- _AIM OF THE EXERCISE_: Whenever a line in the records below holds the string "uniform", copy it out.
MATERIAL FOR THE TASK START
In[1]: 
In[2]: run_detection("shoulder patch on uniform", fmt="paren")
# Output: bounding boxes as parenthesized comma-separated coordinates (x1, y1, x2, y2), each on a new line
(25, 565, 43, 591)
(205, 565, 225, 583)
MATERIAL FOR THE TASK END
MATERIAL FOR THE TASK START
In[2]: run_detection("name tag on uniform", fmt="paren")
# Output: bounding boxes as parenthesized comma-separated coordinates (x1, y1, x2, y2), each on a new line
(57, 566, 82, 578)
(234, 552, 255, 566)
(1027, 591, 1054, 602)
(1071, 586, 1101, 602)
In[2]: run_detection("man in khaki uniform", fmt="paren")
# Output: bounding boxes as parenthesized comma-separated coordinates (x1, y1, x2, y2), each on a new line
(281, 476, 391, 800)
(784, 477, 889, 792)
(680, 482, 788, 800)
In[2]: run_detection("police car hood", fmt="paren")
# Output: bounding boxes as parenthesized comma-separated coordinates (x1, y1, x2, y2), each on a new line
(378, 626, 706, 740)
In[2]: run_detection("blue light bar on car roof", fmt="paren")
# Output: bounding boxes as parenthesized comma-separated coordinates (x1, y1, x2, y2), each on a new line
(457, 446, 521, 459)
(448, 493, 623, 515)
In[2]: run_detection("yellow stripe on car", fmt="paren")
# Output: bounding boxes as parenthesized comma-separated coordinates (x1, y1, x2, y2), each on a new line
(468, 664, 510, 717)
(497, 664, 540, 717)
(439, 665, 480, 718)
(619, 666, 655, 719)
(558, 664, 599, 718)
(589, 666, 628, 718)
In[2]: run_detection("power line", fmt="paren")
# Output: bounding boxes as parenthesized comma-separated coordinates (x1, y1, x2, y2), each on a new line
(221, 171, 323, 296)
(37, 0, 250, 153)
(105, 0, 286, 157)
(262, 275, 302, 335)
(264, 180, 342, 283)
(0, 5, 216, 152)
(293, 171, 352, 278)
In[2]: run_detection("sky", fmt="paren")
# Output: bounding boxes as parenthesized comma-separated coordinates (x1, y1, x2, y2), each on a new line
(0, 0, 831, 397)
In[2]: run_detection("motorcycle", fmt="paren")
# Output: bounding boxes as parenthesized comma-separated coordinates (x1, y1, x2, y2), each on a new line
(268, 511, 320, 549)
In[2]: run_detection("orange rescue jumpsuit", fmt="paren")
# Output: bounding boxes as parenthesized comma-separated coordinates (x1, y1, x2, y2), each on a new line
MATERIAL FOR THE TASK END
- _SOLUTION BELOW_:
In[2]: run_detection("shoulder patch on uniform", fmt="paren")
In[2]: run_detection("name tag on uniform", fmt="paren")
In[2]: run_detection("man in khaki uniform", fmt="paren")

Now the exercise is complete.